====== DATA LISTING

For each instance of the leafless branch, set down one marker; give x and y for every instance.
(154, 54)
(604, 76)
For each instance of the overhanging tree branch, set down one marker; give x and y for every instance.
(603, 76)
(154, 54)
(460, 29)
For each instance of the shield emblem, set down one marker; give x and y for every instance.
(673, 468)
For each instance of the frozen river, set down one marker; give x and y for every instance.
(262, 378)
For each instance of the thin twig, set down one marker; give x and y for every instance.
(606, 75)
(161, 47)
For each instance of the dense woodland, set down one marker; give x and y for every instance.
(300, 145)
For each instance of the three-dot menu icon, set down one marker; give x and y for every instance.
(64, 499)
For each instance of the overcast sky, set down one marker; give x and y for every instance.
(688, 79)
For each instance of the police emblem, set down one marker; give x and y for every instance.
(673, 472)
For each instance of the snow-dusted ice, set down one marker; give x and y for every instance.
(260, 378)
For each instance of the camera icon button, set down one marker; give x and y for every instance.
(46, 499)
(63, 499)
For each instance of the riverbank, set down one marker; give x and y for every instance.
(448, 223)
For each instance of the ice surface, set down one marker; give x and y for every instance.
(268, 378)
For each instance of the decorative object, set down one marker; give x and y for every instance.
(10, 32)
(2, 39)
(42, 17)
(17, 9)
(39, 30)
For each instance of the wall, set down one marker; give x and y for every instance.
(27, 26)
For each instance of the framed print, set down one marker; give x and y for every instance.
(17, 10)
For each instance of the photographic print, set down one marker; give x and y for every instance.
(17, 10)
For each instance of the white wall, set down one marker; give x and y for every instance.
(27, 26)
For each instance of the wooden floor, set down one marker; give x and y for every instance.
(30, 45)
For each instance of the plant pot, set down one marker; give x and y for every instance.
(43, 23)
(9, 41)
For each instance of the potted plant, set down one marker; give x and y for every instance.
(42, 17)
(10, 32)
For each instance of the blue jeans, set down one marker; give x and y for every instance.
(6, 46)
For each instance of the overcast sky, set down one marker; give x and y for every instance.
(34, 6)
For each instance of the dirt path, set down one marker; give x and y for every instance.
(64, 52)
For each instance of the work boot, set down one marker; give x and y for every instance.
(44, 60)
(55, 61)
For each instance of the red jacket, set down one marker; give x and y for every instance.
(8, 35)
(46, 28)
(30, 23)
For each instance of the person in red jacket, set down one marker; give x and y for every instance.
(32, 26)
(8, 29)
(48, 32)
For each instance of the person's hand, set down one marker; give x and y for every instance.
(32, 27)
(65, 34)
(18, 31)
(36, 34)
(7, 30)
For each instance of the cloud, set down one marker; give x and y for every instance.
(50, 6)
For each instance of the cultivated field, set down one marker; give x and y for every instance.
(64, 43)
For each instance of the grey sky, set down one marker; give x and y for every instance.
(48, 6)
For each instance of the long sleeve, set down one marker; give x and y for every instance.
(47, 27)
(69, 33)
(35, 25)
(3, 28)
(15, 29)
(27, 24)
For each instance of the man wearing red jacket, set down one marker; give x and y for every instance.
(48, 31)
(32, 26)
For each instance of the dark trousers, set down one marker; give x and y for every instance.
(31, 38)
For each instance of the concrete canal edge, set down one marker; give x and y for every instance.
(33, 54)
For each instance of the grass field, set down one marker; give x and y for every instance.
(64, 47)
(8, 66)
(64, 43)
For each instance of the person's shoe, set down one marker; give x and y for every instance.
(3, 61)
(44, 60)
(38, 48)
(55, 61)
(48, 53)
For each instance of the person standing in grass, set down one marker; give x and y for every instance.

============

*TO DO*. Copy the whole listing above word for word, keeping every line in its original order.

*WRITTEN RESPONSE*.
For each instance of the leafless branch, set down one marker; give x and y for every instance.
(154, 54)
(604, 76)
For each instance of the overhanging tree branch, set down one marker; give x and y for every instance.
(603, 76)
(154, 54)
(460, 29)
For each instance of the shield emblem, set down one marker; give x and y for every instance.
(673, 468)
For each instance of the frozen river, set down one marker; give x and y for every instance.
(262, 378)
For each instance of the thin twig, set down one marker; give x and y for every instance.
(606, 75)
(161, 47)
For each instance of the dense woodland, set down one marker; give x and y for every instance.
(300, 145)
For each instance of the three-dot menu icon, set down one marker; give x and y for every instance.
(64, 499)
For each instance of the overcast sky, set down one marker; give x and y for every instance.
(688, 79)
For each instance of the police emblem, set down one marker; give x and y for every instance.
(673, 472)
For each instance of the snow-dusted ice, set down one marker; give x and y for every instance.
(260, 378)
For each instance of the camera icon button, set down one marker; give x and y for every instance.
(46, 499)
(63, 499)
For each instance of the riverbank, set down one marker; give x and y for every instance.
(448, 223)
For each instance of the ice surface, set down one marker; give x and y for every instance.
(268, 378)
For each instance of the decorative object, set down one marker; give x and y for every instance.
(10, 32)
(2, 39)
(42, 17)
(17, 9)
(39, 30)
For each instance of the wall, set down one marker; give x and y for every instance.
(27, 26)
For each instance of the framed print, set down one marker; give x and y for every instance.
(17, 10)
For each instance of the photographic print, set down one marker; give x and y for every instance.
(17, 10)
For each instance of the white wall, set down one marker; give x and y for every instance.
(27, 26)
For each instance of the wooden floor, set down one marker; give x and y for every instance.
(30, 45)
For each instance of the plant pot, set down one marker; give x and y for every instance.
(43, 23)
(9, 41)
For each instance of the potted plant, set down one marker; give x and y for every instance.
(42, 17)
(10, 32)
For each instance of the blue jeans, set down one marker; give x and y for every instance.
(6, 46)
For each instance of the overcast sky, set down one marker; give x and y for every instance.
(34, 6)
For each instance of the dirt path, set down one marker; give x and y for every instance.
(64, 52)
For each instance of the work boot, set down one marker; give x and y for every instance.
(44, 60)
(55, 61)
For each instance of the red jacket, set down one marker; give x and y for every instance.
(8, 35)
(46, 28)
(30, 23)
For each instance of the person in red jacket, set down one marker; give x and y for every instance.
(32, 26)
(8, 29)
(48, 32)
For each instance of the person's hand, set down one marker; give x and y for every instance.
(32, 27)
(65, 34)
(18, 31)
(36, 34)
(7, 30)
For each instance of the cloud, set down one marker; give x and y for every instance.
(50, 6)
For each instance of the cultivated field, set down one marker; give x and y for every instance.
(64, 43)
For each instance of the grey sky, set down one marker; give x and y for every instance.
(48, 6)
For each instance of the long sleeve, set down one marker; give x and y for every instance.
(47, 27)
(69, 33)
(35, 25)
(3, 28)
(15, 29)
(27, 24)
For each instance of the man wearing red jacket, set down one marker; give x and y for every instance.
(48, 31)
(32, 26)
For each instance of the dark trousers, set down one marker; give x and y for every instance.
(31, 38)
For each instance of the concrete canal edge, set down one marker; give x and y for every instance.
(33, 54)
For each instance of the grass field, set down one marker; give x and y for every instance.
(64, 47)
(8, 66)
(64, 43)
For each instance of the person's shoe, set down one marker; give x and y for every instance.
(3, 61)
(44, 60)
(38, 48)
(55, 61)
(48, 53)
For each instance of the person standing in grass, set down one marker; give x and y for every instance.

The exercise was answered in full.